**ACTIVITY:**
An exact transcription is needed, starting with the line that contains "Could you please indicate the child's curly" and ending with the last line of the records.

**RECORD EXTRACTS:**
____
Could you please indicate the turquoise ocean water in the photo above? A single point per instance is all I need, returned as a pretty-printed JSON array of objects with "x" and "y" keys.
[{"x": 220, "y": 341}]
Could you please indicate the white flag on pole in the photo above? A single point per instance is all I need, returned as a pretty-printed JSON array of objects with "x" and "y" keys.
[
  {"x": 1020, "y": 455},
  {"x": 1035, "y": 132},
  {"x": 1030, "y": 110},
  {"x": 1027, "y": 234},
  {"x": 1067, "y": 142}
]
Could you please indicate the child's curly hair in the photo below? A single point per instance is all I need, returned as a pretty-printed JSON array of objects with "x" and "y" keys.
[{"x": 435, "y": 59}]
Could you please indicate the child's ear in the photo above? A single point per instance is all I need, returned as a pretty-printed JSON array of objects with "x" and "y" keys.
____
**SOLVED EXERCISE:**
Could you please indicate the child's curly hair in the photo below? A single point per instance is all I need, returned as a pretty-printed JSON array of objects with "x" and "y" keys.
[{"x": 435, "y": 59}]
Could you please indicate the child's ear in the photo above? A single point per instance is all I need, returned as a pretty-printed JSON array of objects with "x" and "y" keys.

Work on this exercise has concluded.